PROBLEM DESCRIPTION. Lay out every one of the lines below as a Markdown table with the columns "Row" and "Line". Put a running row number in "Row" and the line in "Line", and leave out blank lines.

(Items from a labeling collection)
*****

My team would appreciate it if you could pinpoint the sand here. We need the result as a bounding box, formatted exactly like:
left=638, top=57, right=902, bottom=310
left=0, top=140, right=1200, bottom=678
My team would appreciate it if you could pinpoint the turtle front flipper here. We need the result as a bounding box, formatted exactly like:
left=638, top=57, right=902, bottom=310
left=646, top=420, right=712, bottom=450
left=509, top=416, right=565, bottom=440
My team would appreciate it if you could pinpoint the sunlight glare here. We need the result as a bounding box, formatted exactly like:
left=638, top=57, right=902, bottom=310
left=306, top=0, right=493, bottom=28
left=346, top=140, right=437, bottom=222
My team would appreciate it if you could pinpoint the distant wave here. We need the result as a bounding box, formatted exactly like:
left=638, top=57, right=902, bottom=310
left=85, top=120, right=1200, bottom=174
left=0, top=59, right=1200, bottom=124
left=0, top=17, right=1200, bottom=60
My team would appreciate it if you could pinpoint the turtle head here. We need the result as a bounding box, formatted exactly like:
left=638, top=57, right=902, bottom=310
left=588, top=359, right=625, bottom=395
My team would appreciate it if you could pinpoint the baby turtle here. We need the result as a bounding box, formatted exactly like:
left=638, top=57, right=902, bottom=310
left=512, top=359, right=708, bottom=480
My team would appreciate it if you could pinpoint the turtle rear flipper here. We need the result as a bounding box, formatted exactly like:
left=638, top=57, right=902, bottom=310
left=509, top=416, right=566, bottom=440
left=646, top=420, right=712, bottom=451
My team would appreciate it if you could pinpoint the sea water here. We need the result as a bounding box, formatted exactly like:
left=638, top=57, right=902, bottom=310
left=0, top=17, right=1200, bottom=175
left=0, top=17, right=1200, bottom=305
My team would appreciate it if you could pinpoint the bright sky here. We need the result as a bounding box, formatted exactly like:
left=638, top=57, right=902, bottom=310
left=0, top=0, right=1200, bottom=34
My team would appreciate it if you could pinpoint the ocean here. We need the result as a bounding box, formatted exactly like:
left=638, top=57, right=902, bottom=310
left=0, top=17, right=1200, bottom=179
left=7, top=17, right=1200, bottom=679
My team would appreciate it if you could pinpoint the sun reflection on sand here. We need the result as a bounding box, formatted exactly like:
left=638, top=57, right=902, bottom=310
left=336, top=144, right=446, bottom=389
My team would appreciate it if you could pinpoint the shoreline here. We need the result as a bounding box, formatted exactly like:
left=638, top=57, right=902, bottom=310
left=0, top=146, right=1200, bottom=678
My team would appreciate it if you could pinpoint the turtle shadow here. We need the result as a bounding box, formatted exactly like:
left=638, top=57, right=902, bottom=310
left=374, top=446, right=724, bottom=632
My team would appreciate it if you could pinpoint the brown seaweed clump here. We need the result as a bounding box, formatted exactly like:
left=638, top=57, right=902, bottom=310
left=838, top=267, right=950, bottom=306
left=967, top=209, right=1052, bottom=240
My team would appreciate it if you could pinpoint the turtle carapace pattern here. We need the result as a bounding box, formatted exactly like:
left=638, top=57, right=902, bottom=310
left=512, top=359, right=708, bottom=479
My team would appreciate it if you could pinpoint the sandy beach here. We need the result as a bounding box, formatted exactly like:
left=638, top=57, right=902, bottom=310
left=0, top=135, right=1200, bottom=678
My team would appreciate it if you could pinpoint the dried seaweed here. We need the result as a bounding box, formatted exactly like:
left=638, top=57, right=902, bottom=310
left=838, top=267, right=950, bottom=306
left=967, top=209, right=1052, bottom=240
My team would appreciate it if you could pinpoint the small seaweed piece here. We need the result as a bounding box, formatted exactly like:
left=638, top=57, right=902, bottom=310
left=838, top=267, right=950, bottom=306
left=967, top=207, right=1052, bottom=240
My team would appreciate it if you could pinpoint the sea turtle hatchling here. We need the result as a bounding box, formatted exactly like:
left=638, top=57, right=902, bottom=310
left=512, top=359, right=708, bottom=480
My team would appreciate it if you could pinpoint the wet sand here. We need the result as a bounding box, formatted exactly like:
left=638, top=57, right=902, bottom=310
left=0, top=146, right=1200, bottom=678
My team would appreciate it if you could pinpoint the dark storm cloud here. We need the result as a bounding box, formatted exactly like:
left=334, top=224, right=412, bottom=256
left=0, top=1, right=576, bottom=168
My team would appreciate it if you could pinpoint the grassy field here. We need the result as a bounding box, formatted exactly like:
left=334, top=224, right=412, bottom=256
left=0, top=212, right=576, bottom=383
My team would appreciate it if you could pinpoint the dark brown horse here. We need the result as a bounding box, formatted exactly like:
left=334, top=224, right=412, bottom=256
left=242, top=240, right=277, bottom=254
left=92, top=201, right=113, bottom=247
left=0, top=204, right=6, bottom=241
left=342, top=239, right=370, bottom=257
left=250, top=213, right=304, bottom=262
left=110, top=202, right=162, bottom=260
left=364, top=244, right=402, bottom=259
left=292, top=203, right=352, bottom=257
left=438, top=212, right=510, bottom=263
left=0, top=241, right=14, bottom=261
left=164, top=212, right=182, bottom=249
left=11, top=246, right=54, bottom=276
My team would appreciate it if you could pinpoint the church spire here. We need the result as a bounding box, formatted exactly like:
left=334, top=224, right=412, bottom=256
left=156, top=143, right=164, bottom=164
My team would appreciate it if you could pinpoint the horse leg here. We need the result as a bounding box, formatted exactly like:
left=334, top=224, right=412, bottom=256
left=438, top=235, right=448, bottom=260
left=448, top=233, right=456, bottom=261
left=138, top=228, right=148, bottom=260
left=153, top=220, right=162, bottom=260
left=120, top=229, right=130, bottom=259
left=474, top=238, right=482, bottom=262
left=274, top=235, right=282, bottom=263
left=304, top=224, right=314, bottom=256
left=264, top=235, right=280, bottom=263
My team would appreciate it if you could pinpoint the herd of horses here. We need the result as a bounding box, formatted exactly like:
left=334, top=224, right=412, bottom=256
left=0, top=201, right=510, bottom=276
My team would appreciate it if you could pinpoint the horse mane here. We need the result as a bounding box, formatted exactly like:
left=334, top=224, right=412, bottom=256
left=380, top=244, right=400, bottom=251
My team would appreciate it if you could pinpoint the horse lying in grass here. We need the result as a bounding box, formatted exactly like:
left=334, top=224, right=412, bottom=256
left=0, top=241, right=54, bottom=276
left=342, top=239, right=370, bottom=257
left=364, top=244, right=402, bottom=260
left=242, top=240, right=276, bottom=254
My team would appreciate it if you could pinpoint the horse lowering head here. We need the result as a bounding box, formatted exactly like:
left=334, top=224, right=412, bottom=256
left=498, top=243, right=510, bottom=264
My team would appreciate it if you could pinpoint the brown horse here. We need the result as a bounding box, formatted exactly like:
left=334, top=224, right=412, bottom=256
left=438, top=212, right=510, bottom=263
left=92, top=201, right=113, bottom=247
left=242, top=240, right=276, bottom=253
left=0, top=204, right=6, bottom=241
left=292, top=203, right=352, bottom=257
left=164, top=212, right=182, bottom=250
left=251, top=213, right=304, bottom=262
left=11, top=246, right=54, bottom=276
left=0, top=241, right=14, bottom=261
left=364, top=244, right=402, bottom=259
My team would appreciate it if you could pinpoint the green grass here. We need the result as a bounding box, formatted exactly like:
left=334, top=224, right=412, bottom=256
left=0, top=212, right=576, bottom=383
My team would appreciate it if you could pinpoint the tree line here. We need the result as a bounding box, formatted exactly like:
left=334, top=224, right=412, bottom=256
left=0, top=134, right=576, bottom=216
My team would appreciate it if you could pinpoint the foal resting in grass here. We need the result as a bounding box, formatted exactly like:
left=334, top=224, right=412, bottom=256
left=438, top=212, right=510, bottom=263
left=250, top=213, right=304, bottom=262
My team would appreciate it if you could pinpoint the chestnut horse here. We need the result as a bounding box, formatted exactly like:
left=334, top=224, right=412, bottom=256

*****

ANSWER TO THE EXERCISE.
| Row | Line |
|---|---|
| 1 | My team would appreciate it if you could pinpoint the sand here. We need the result as a bounding box, formatted exactly like: |
| 2 | left=638, top=57, right=902, bottom=310 |
| 3 | left=0, top=140, right=1200, bottom=678 |
| 4 | My team would appreciate it if you could pinpoint the turtle front flipper here. We need the result as a bounding box, formatted exactly like: |
| 5 | left=638, top=57, right=902, bottom=310 |
| 6 | left=646, top=420, right=712, bottom=450 |
| 7 | left=509, top=416, right=565, bottom=440 |
| 8 | My team would appreciate it if you could pinpoint the sunlight glare here. We need the result as a bounding box, formatted exactly like: |
| 9 | left=638, top=57, right=902, bottom=310 |
| 10 | left=306, top=0, right=493, bottom=28 |
| 11 | left=346, top=140, right=437, bottom=222 |
| 12 | My team would appreciate it if you could pinpoint the distant wave here. We need the result as a bounding box, formatted exactly like: |
| 13 | left=638, top=57, right=902, bottom=310 |
| 14 | left=85, top=120, right=1200, bottom=174 |
| 15 | left=0, top=59, right=1200, bottom=124 |
| 16 | left=0, top=17, right=1200, bottom=60 |
| 17 | My team would appreciate it if you could pinpoint the turtle head here. We need the result as a bounding box, formatted exactly like: |
| 18 | left=638, top=57, right=902, bottom=310 |
| 19 | left=588, top=359, right=625, bottom=395 |
| 20 | My team would appreciate it if you could pinpoint the baby turtle here. We need the result as a bounding box, formatted exactly like: |
| 21 | left=638, top=57, right=902, bottom=310 |
| 22 | left=512, top=359, right=708, bottom=480 |
| 23 | My team would appreciate it if you could pinpoint the turtle rear flipper here. We need the result as a bounding box, formatted exactly like: |
| 24 | left=638, top=57, right=902, bottom=310 |
| 25 | left=509, top=416, right=566, bottom=440 |
| 26 | left=646, top=420, right=712, bottom=451 |
| 27 | My team would appreciate it if you could pinpoint the sea water here. We need the result as a bounding box, formatted exactly like: |
| 28 | left=638, top=57, right=902, bottom=310 |
| 29 | left=0, top=17, right=1200, bottom=175 |
| 30 | left=0, top=17, right=1200, bottom=305 |
| 31 | My team would appreciate it if you could pinpoint the bright sky here. We need the result as a bounding box, formatted exactly like: |
| 32 | left=638, top=57, right=902, bottom=310 |
| 33 | left=0, top=0, right=1200, bottom=34 |
| 34 | My team would appreciate it if you could pinpoint the ocean here. We need the result as a bounding box, formatted exactly like: |
| 35 | left=638, top=57, right=902, bottom=310 |
| 36 | left=0, top=17, right=1200, bottom=179 |
| 37 | left=7, top=17, right=1200, bottom=679 |
| 38 | My team would appreciate it if you could pinpoint the sun reflection on sand here. We need the result as a bounding box, formatted exactly like: |
| 39 | left=638, top=57, right=902, bottom=310 |
| 40 | left=336, top=144, right=446, bottom=389 |
| 41 | My team would appreciate it if you could pinpoint the shoreline here. We need the result as a bounding box, formatted exactly like: |
| 42 | left=638, top=57, right=902, bottom=310 |
| 43 | left=0, top=146, right=1200, bottom=678 |
| 44 | My team would appreciate it if you could pinpoint the turtle shadow here. We need the result as a bounding box, formatted exactly like: |
| 45 | left=638, top=57, right=902, bottom=310 |
| 46 | left=374, top=446, right=724, bottom=632 |
| 47 | My team would appreciate it if you could pinpoint the brown seaweed clump here. We need the result as a bounding box, formatted exactly like: |
| 48 | left=638, top=57, right=902, bottom=310 |
| 49 | left=838, top=267, right=950, bottom=306 |
| 50 | left=967, top=209, right=1052, bottom=240 |
| 51 | My team would appreciate it if you could pinpoint the turtle carapace pattern here. We need the result as a bounding box, formatted exactly like: |
| 52 | left=638, top=57, right=902, bottom=310 |
| 53 | left=512, top=359, right=708, bottom=479 |
| 54 | My team would appreciate it if you could pinpoint the sandy beach here. We need the result as a bounding box, formatted exactly like: |
| 55 | left=638, top=57, right=902, bottom=310 |
| 56 | left=0, top=135, right=1200, bottom=678 |
| 57 | My team would appreciate it if you could pinpoint the dried seaweed here. We need the result as a bounding box, formatted exactly like: |
| 58 | left=638, top=57, right=902, bottom=310 |
| 59 | left=838, top=267, right=950, bottom=306 |
| 60 | left=967, top=209, right=1052, bottom=240 |
| 61 | My team would appreciate it if you could pinpoint the small seaweed piece here. We need the result as a bounding box, formatted exactly like: |
| 62 | left=638, top=57, right=902, bottom=310 |
| 63 | left=838, top=267, right=950, bottom=306 |
| 64 | left=967, top=207, right=1052, bottom=240 |
| 65 | My team would appreciate it if you could pinpoint the sea turtle hatchling here. We need the result as a bounding box, formatted exactly like: |
| 66 | left=638, top=57, right=902, bottom=310 |
| 67 | left=512, top=359, right=708, bottom=480 |
| 68 | My team would appreciate it if you could pinpoint the wet sand here. We need the result as a bounding box, formatted exactly like: |
| 69 | left=638, top=57, right=902, bottom=310 |
| 70 | left=0, top=146, right=1200, bottom=678 |
| 71 | My team would appreciate it if you could pinpoint the dark storm cloud here. We need the result as a bounding box, formatted exactly like: |
| 72 | left=334, top=224, right=412, bottom=256 |
| 73 | left=0, top=1, right=576, bottom=168 |
| 74 | My team would appreciate it if you could pinpoint the grassy field here. We need the result as a bounding box, formatted exactly like: |
| 75 | left=334, top=224, right=412, bottom=256 |
| 76 | left=0, top=212, right=576, bottom=383 |
| 77 | My team would appreciate it if you could pinpoint the dark brown horse here. We need the result as a bounding box, formatted exactly like: |
| 78 | left=334, top=224, right=412, bottom=256 |
| 79 | left=242, top=240, right=277, bottom=254 |
| 80 | left=92, top=201, right=113, bottom=247 |
| 81 | left=0, top=204, right=6, bottom=241 |
| 82 | left=342, top=239, right=370, bottom=257 |
| 83 | left=250, top=213, right=304, bottom=262 |
| 84 | left=110, top=202, right=162, bottom=260 |
| 85 | left=364, top=244, right=402, bottom=259 |
| 86 | left=292, top=203, right=352, bottom=257 |
| 87 | left=438, top=212, right=510, bottom=263 |
| 88 | left=0, top=241, right=14, bottom=261 |
| 89 | left=164, top=212, right=182, bottom=249 |
| 90 | left=11, top=246, right=54, bottom=276 |
| 91 | My team would appreciate it if you could pinpoint the church spire here. We need the result as a bounding box, formatted exactly like: |
| 92 | left=334, top=224, right=412, bottom=256 |
| 93 | left=156, top=143, right=164, bottom=164 |
| 94 | My team would appreciate it if you could pinpoint the horse leg here. We need the result as a bounding box, formatted exactly like: |
| 95 | left=334, top=224, right=412, bottom=256 |
| 96 | left=438, top=235, right=448, bottom=260 |
| 97 | left=448, top=233, right=456, bottom=261 |
| 98 | left=138, top=228, right=148, bottom=260 |
| 99 | left=153, top=220, right=162, bottom=260 |
| 100 | left=120, top=229, right=130, bottom=259 |
| 101 | left=474, top=238, right=482, bottom=262 |
| 102 | left=274, top=235, right=282, bottom=263 |
| 103 | left=304, top=224, right=314, bottom=256 |
| 104 | left=264, top=235, right=280, bottom=263 |
| 105 | My team would appreciate it if you could pinpoint the herd of horses here. We need the result as a bounding box, formatted exactly like: |
| 106 | left=334, top=224, right=412, bottom=256 |
| 107 | left=0, top=201, right=510, bottom=276 |
| 108 | My team would appreciate it if you could pinpoint the horse mane here. We need the result as a bounding box, formatted exactly like: |
| 109 | left=334, top=224, right=412, bottom=256 |
| 110 | left=380, top=244, right=400, bottom=251 |
| 111 | My team would appreciate it if you could pinpoint the horse lying in grass here. We need the result as a bounding box, formatted exactly like: |
| 112 | left=334, top=224, right=412, bottom=256 |
| 113 | left=0, top=241, right=54, bottom=276 |
| 114 | left=342, top=239, right=370, bottom=257 |
| 115 | left=364, top=244, right=402, bottom=260 |
| 116 | left=242, top=240, right=276, bottom=254 |
| 117 | My team would appreciate it if you could pinpoint the horse lowering head here. We need the result as a bounding box, formatted exactly like: |
| 118 | left=334, top=224, right=412, bottom=256 |
| 119 | left=498, top=243, right=510, bottom=264 |
| 120 | My team would appreciate it if you could pinpoint the brown horse here. We need the result as a bounding box, formatted exactly like: |
| 121 | left=334, top=224, right=412, bottom=256 |
| 122 | left=438, top=212, right=510, bottom=263 |
| 123 | left=92, top=201, right=113, bottom=247 |
| 124 | left=242, top=240, right=276, bottom=253 |
| 125 | left=0, top=204, right=6, bottom=241 |
| 126 | left=292, top=203, right=352, bottom=257 |
| 127 | left=164, top=212, right=182, bottom=250 |
| 128 | left=251, top=213, right=304, bottom=262 |
| 129 | left=11, top=246, right=54, bottom=276 |
| 130 | left=0, top=241, right=14, bottom=261 |
| 131 | left=364, top=244, right=402, bottom=259 |
| 132 | My team would appreciate it if you could pinpoint the green grass here. We need the result as a bounding box, formatted exactly like: |
| 133 | left=334, top=224, right=412, bottom=256 |
| 134 | left=0, top=212, right=576, bottom=383 |
| 135 | My team would appreciate it if you could pinpoint the tree line here. We need the result as a bounding box, formatted exactly like: |
| 136 | left=334, top=224, right=412, bottom=256 |
| 137 | left=0, top=134, right=576, bottom=216 |
| 138 | My team would appreciate it if you could pinpoint the foal resting in grass here. We need the result as a bounding box, formatted exactly like: |
| 139 | left=334, top=224, right=412, bottom=256 |
| 140 | left=438, top=212, right=510, bottom=263 |
| 141 | left=250, top=213, right=304, bottom=262 |
| 142 | My team would appreciate it if you could pinpoint the chestnut horse here. We need the result as a bounding box, formatted exactly like: |
| 143 | left=334, top=224, right=412, bottom=256 |